> [To-do item] Edit everything from the start of the material down through the line containing "positive clicks: (62, 765)", changing "rough mask" to "coarse mask" and keeping all else as is. Give back only those lines.
☆ ☆ ☆ ☆ ☆ ☆ ☆
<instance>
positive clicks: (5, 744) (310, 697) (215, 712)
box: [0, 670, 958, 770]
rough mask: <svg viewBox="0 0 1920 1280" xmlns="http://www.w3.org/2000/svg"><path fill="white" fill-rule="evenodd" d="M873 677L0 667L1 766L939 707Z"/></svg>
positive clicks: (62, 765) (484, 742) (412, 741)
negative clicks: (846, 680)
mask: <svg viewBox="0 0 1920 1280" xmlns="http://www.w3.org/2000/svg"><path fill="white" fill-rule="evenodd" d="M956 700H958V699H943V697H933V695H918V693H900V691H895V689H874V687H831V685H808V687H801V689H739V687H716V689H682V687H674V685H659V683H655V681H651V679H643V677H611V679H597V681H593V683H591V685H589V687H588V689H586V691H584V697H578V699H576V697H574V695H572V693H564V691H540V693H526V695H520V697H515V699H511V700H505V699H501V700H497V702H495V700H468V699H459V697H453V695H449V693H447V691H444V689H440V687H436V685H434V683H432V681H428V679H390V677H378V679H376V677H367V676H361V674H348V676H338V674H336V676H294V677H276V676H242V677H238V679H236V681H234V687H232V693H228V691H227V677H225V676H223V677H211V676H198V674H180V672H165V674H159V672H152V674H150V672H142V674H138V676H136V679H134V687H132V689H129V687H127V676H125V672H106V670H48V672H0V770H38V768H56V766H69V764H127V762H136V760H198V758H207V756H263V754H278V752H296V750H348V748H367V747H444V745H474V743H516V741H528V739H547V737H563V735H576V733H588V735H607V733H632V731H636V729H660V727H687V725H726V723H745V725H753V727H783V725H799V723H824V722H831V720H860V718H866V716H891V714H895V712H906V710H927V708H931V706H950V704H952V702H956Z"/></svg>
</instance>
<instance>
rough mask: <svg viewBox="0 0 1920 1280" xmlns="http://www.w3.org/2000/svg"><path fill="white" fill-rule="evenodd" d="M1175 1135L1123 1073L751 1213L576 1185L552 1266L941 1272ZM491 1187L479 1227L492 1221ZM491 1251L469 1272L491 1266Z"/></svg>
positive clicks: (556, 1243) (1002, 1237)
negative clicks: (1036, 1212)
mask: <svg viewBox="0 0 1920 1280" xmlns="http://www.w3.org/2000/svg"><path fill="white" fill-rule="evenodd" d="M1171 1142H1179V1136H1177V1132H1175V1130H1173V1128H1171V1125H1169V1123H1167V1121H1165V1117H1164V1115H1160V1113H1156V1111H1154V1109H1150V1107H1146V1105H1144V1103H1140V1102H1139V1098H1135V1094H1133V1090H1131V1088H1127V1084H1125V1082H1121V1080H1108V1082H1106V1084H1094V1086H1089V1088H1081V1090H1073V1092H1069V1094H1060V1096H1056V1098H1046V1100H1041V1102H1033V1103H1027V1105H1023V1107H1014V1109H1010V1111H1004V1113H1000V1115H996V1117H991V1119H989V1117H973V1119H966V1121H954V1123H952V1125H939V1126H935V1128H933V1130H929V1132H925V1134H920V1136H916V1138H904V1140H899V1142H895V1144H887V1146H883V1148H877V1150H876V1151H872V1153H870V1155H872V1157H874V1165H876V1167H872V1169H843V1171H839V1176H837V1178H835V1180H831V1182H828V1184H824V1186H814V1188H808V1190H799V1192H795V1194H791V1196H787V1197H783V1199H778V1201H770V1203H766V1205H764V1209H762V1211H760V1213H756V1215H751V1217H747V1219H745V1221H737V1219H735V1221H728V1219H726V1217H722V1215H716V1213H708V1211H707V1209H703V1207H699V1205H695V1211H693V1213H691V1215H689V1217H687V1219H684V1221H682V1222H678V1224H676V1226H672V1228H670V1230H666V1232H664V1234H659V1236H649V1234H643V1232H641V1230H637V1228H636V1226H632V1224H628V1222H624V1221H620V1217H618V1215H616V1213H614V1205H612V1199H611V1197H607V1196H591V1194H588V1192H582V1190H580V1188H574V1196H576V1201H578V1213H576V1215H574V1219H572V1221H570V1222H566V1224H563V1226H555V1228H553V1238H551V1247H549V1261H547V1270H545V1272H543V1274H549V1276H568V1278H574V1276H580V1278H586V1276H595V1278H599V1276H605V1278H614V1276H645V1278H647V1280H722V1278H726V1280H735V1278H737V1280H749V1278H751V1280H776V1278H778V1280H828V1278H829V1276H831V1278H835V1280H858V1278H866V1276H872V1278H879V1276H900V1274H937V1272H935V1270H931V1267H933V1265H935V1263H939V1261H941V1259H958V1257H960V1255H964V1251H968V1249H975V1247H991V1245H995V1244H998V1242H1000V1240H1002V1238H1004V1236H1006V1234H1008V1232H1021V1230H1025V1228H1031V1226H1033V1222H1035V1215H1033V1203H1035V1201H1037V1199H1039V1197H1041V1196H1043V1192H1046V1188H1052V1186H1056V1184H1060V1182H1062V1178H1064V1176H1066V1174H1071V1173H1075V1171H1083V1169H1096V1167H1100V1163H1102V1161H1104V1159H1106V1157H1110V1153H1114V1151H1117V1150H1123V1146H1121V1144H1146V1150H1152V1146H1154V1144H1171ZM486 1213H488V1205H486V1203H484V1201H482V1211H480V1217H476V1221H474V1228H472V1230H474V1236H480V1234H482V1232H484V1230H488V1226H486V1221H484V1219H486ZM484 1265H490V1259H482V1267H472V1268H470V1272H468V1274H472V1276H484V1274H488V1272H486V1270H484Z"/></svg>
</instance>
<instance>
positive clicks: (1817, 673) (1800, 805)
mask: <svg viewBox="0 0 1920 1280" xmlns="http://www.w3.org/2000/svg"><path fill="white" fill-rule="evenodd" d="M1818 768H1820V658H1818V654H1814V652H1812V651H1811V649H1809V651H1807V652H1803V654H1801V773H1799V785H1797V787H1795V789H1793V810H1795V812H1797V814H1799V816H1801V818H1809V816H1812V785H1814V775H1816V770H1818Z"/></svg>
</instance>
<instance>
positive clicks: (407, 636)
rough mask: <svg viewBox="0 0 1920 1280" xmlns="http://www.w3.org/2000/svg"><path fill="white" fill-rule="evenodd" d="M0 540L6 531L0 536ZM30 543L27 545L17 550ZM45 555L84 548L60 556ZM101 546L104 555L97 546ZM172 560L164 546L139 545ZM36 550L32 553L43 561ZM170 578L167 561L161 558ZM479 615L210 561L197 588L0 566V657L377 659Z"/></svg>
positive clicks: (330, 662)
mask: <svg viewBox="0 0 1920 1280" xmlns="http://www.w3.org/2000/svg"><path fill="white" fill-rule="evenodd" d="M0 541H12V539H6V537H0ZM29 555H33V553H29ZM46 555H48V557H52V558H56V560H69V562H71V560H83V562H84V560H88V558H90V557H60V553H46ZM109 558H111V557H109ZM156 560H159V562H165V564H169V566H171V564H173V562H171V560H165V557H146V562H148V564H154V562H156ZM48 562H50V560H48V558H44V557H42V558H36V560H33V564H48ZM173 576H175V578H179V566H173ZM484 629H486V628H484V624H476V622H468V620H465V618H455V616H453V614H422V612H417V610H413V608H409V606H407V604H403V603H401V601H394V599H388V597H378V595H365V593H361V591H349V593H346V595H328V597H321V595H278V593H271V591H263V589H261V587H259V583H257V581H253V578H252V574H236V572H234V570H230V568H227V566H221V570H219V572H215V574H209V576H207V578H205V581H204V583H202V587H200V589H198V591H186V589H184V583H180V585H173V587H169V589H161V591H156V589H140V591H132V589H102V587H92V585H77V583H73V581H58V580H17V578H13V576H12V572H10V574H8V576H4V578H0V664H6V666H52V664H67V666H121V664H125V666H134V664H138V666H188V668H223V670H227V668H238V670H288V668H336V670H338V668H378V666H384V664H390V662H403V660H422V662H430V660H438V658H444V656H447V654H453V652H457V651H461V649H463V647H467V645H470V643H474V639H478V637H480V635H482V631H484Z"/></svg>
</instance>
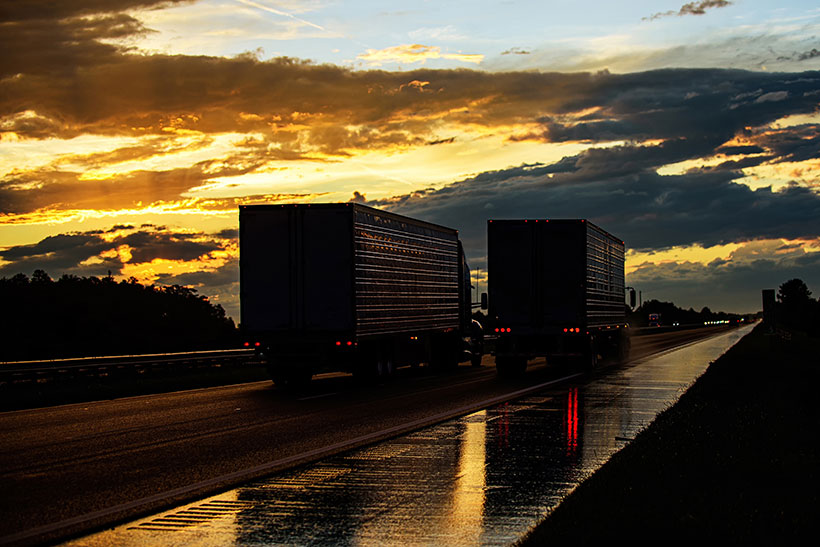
☆ ☆ ☆ ☆ ☆ ☆ ☆
> [Completed task]
<instance>
positive clicks: (5, 744) (310, 697) (215, 712)
box: [0, 670, 958, 770]
coarse mask: <svg viewBox="0 0 1920 1280" xmlns="http://www.w3.org/2000/svg"><path fill="white" fill-rule="evenodd" d="M873 677L0 667L1 766L939 707Z"/></svg>
positive clicks: (62, 765) (484, 742) (412, 741)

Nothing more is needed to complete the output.